## Task brief
Could you put the image location labeling lines below into a two-column CSV headed "prompt" and "answer", with one row per labeled item? Place its text and its answer each in a single quoted field, turn any line breaks into spaces, and leave the pictures out.

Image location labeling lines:

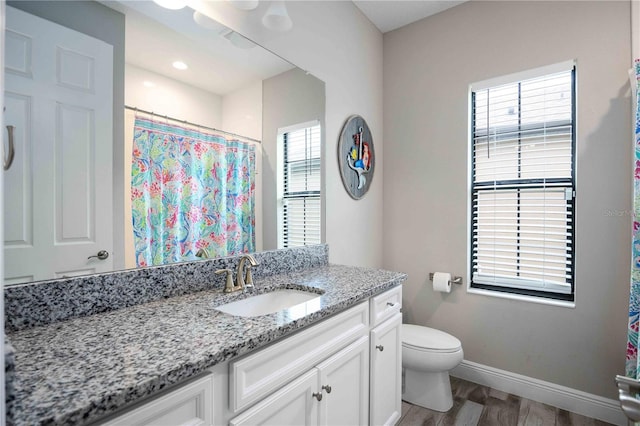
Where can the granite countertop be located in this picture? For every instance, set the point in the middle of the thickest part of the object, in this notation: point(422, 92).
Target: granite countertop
point(75, 371)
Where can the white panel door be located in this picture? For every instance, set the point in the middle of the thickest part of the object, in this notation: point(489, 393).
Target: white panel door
point(293, 405)
point(386, 372)
point(344, 382)
point(58, 193)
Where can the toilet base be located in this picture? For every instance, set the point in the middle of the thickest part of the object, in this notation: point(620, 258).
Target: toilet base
point(428, 390)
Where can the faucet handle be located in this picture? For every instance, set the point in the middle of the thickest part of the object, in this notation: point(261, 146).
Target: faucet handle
point(228, 288)
point(248, 278)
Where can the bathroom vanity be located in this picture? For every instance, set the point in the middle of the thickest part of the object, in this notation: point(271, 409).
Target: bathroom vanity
point(333, 360)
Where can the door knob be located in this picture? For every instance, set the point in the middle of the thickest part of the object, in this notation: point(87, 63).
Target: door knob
point(8, 160)
point(102, 255)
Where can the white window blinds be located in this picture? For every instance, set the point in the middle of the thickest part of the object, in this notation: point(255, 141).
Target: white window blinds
point(523, 155)
point(301, 187)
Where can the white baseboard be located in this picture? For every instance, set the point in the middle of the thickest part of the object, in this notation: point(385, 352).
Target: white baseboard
point(573, 400)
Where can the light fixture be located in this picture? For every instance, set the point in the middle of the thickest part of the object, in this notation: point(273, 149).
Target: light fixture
point(244, 4)
point(179, 65)
point(277, 18)
point(171, 4)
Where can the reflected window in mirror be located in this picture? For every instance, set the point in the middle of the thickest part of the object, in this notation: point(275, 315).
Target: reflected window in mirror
point(299, 189)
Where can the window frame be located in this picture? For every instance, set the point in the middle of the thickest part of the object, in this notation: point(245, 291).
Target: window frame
point(280, 195)
point(519, 289)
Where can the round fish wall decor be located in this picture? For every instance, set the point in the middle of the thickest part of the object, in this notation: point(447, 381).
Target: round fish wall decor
point(356, 156)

## Response to this task
prompt,answer
"Where can the granite countertop be located in this picture? For every instance, set the point in the middle of the thickest part of the object, in this notation: point(422, 92). Target: granite countertop","point(75, 371)"
"Where can the white panel door be located in this picture? For every instance, set the point in the middle of the thickest part of the object, in this notation: point(489, 393). Target: white panel door","point(293, 405) point(386, 372) point(344, 382) point(58, 193)"
"Where can the toilet base be located in this picture? For every instance, set the point in the middle of the thickest part of the object, in this notation: point(620, 258). Target: toilet base","point(428, 390)"
"Where can the faucet handle be located in this picture? For every instance, set the point in the middle of the thickest part of the object, in this notation: point(261, 146). Target: faucet handle","point(228, 288) point(248, 278)"
"Where can the bathroom vanity be located in this picture? For every instance, set the point in the middle of the thickest part of the object, in this notation: point(271, 409). Target: bathroom vanity","point(333, 360)"
"Where can the door knob be located in this picture? For every instance, set the point in the middle of the thickest part of the object, in this notation: point(87, 63). Target: door knob","point(8, 160) point(102, 255)"
"Where can the white window blinds be located in this picture? For every instance, set the point in the middle of the thickest part of the object, in this notation: point(255, 141). Target: white window blinds","point(523, 155) point(301, 187)"
"Where can the white baseboard be located in this picture? For every instance, set the point in the middle of the thickest part of the object, in this notation: point(385, 352). Target: white baseboard","point(573, 400)"
"Where can the light fixture be located in this picture? For every instance, set the point in the middle of the thickest part of the object, in this notation: point(273, 149). Target: light fixture","point(244, 4) point(179, 65) point(277, 18) point(171, 4)"
"Where can the reflected window in mirror be located in this picture? For every instance, set the point in the middle of the thickest part of the object, in this notation: point(275, 315). Target: reflected window in mirror","point(299, 189)"
"Where can the window frame be located in this picture? For every instance, set the point in the middle of the thickest part of the object, in this notation: point(245, 291). Target: window frame","point(280, 195) point(519, 289)"
"Where can the round fish wall decor be located in this picture? For every instance, set the point in the middle of the thickest part of the object, in this notation: point(447, 381). Target: round fish wall decor","point(356, 156)"